* Written exercise
Write out the records word for word, with no pictures.

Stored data
########################################

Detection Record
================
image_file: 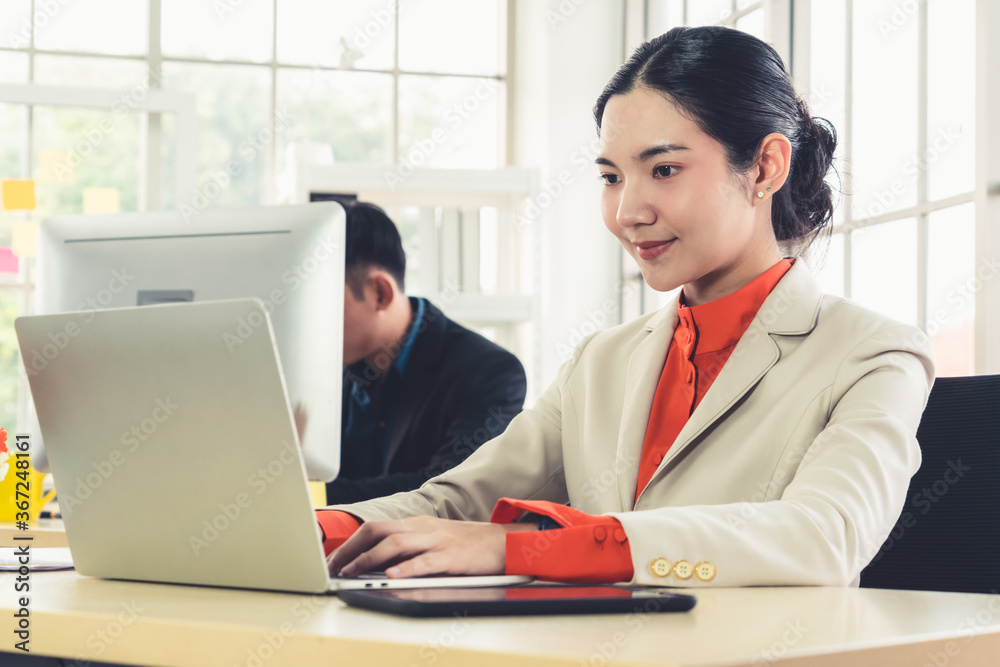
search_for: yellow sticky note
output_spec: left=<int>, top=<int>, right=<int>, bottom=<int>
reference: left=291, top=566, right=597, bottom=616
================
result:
left=83, top=188, right=121, bottom=215
left=0, top=178, right=36, bottom=211
left=10, top=221, right=38, bottom=257
left=38, top=150, right=76, bottom=183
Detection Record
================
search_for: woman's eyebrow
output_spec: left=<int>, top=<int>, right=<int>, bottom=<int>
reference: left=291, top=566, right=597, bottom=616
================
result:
left=636, top=144, right=690, bottom=162
left=594, top=144, right=691, bottom=167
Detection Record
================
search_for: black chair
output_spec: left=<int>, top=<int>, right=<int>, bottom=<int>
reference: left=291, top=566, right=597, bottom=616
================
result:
left=861, top=375, right=1000, bottom=594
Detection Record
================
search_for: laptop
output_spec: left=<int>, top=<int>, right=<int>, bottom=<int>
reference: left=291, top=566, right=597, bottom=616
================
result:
left=14, top=299, right=531, bottom=593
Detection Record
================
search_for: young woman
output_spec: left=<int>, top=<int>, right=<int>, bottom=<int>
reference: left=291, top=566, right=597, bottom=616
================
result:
left=318, top=27, right=934, bottom=586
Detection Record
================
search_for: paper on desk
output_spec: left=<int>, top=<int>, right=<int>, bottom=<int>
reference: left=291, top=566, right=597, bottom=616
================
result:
left=0, top=545, right=73, bottom=572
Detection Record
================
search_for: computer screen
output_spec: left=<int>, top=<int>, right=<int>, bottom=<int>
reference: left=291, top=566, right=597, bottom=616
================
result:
left=23, top=202, right=345, bottom=481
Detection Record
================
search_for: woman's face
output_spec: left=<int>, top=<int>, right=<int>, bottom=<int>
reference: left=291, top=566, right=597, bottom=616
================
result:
left=597, top=88, right=781, bottom=305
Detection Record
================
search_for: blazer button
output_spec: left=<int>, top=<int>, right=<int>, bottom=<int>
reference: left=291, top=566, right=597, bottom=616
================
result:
left=694, top=561, right=715, bottom=581
left=649, top=558, right=670, bottom=577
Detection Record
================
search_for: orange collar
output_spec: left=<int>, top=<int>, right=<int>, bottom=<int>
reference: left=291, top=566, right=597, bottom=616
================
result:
left=674, top=258, right=795, bottom=354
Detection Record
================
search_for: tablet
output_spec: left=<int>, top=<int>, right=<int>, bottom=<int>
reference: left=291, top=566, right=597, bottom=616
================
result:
left=337, top=584, right=695, bottom=617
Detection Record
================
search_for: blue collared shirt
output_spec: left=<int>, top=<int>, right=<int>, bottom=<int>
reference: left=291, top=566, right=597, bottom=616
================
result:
left=341, top=297, right=427, bottom=476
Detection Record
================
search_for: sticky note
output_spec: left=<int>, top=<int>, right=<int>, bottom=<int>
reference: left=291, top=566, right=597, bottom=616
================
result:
left=10, top=221, right=38, bottom=257
left=0, top=248, right=21, bottom=274
left=83, top=188, right=121, bottom=215
left=38, top=150, right=76, bottom=183
left=0, top=179, right=35, bottom=211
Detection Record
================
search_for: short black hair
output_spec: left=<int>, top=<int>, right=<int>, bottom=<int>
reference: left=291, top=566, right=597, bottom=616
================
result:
left=344, top=201, right=406, bottom=299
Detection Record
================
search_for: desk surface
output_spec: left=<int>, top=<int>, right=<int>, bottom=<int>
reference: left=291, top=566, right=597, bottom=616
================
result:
left=0, top=519, right=69, bottom=548
left=0, top=572, right=1000, bottom=667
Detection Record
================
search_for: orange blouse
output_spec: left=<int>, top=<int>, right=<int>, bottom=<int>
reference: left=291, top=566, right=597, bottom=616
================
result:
left=316, top=259, right=794, bottom=583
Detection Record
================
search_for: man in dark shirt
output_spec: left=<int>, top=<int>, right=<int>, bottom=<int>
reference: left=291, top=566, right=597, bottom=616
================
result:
left=326, top=203, right=526, bottom=504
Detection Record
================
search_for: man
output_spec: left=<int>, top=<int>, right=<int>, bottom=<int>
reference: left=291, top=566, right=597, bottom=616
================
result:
left=326, top=202, right=526, bottom=504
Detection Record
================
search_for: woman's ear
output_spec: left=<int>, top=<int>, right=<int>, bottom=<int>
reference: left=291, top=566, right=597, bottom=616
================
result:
left=751, top=132, right=792, bottom=201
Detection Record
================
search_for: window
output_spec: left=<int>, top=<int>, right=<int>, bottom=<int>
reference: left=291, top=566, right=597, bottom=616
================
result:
left=0, top=0, right=507, bottom=424
left=794, top=0, right=977, bottom=375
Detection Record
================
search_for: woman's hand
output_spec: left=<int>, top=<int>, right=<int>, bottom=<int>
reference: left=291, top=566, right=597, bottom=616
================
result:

########################################

* Final result
Detection Record
================
image_file: 
search_for: yellow sticky note
output_spec: left=<int>, top=<int>, right=<int>, bottom=<int>
reference: left=291, top=566, right=597, bottom=616
================
result:
left=83, top=188, right=121, bottom=215
left=0, top=178, right=36, bottom=211
left=10, top=221, right=38, bottom=257
left=38, top=150, right=76, bottom=183
Detection Record
================
search_for: woman's eyebrow
output_spec: left=<int>, top=<int>, right=<int>, bottom=<int>
reference: left=291, top=566, right=597, bottom=616
================
result:
left=636, top=144, right=690, bottom=162
left=594, top=144, right=691, bottom=167
Detection Record
================
search_for: black chair
output_spec: left=<int>, top=<int>, right=<int>, bottom=<int>
reference: left=291, top=566, right=597, bottom=616
================
result:
left=861, top=375, right=1000, bottom=594
Detection Record
================
search_for: laptop
output_spec: left=<int>, top=<int>, right=<int>, bottom=<int>
reference: left=291, top=566, right=597, bottom=616
================
result:
left=14, top=299, right=531, bottom=593
Detection Record
================
search_for: young woman
output_spec: left=<int>, top=<int>, right=<int>, bottom=<int>
reference: left=291, top=566, right=597, bottom=616
================
result:
left=318, top=27, right=934, bottom=586
Detection Record
================
search_for: paper on desk
output_spec: left=<int>, top=<int>, right=<int>, bottom=<int>
reference: left=291, top=566, right=597, bottom=616
================
result:
left=0, top=545, right=73, bottom=572
Detection Record
================
search_for: computer screen
output_spec: left=<int>, top=<int>, right=<int>, bottom=<int>
reference: left=291, top=566, right=597, bottom=616
================
result:
left=23, top=202, right=345, bottom=481
Detection Record
================
search_for: woman's face
output_spec: left=<int>, top=<int>, right=<int>, bottom=<int>
reference: left=291, top=566, right=597, bottom=616
================
result:
left=597, top=88, right=781, bottom=305
Detection Record
================
search_for: blazer button
output_spec: left=<int>, top=<int>, right=<int>, bottom=<int>
reference: left=291, top=566, right=597, bottom=616
================
result:
left=694, top=561, right=715, bottom=581
left=649, top=558, right=670, bottom=577
Detection Record
================
search_for: orange collar
output_spec: left=<int>, top=<int>, right=<int>, bottom=<int>
reference: left=291, top=566, right=597, bottom=616
================
result:
left=674, top=258, right=795, bottom=354
Detection Record
================
search_for: tablet
output_spec: left=<int>, top=<int>, right=<int>, bottom=<int>
reference: left=291, top=566, right=597, bottom=616
================
result:
left=337, top=584, right=695, bottom=617
Detection Record
================
search_for: blue collared shirt
output_spec: left=<int>, top=<int>, right=<int>, bottom=<int>
reference: left=291, top=566, right=597, bottom=616
================
result:
left=341, top=297, right=427, bottom=476
Detection Record
================
search_for: sticky note
output_spec: left=<int>, top=<int>, right=<int>, bottom=<int>
reference: left=291, top=566, right=597, bottom=616
================
result:
left=10, top=221, right=38, bottom=257
left=0, top=248, right=21, bottom=274
left=83, top=188, right=121, bottom=215
left=38, top=150, right=76, bottom=183
left=0, top=179, right=35, bottom=211
Detection Record
================
search_for: short black hair
output_spec: left=<int>, top=<int>, right=<int>, bottom=<int>
reference: left=291, top=566, right=597, bottom=616
================
result:
left=344, top=201, right=406, bottom=299
Detection Record
================
search_for: desk surface
output_spec: left=<int>, top=<int>, right=<int>, bottom=<int>
reference: left=291, top=566, right=597, bottom=616
================
result:
left=0, top=519, right=69, bottom=548
left=0, top=572, right=1000, bottom=667
Detection Record
================
search_for: orange blouse
output_spec: left=<int>, top=<int>, right=<int>, bottom=<int>
reference: left=291, top=566, right=597, bottom=616
================
result:
left=316, top=259, right=794, bottom=583
Detection Record
================
search_for: man in dark shirt
output_spec: left=<int>, top=<int>, right=<int>, bottom=<int>
reference: left=291, top=566, right=597, bottom=616
================
result:
left=326, top=203, right=526, bottom=504
Detection Record
================
search_for: man
output_spec: left=<int>, top=<int>, right=<int>, bottom=<int>
reference: left=291, top=566, right=597, bottom=616
================
result:
left=326, top=202, right=526, bottom=504
Detection Record
================
search_for: woman's ear
output_spec: left=<int>, top=<int>, right=<int>, bottom=<int>
reference: left=291, top=566, right=597, bottom=616
================
result:
left=751, top=132, right=792, bottom=201
Detection Record
================
search_for: window
output_spec: left=<int>, top=<int>, right=<int>, bottom=<int>
reference: left=291, top=566, right=597, bottom=616
================
result:
left=0, top=0, right=507, bottom=424
left=794, top=0, right=977, bottom=375
Detection Record
================
search_for: woman's hand
output_spec: left=<int>, top=<int>, right=<int>, bottom=<int>
reference: left=291, top=566, right=597, bottom=616
================
result:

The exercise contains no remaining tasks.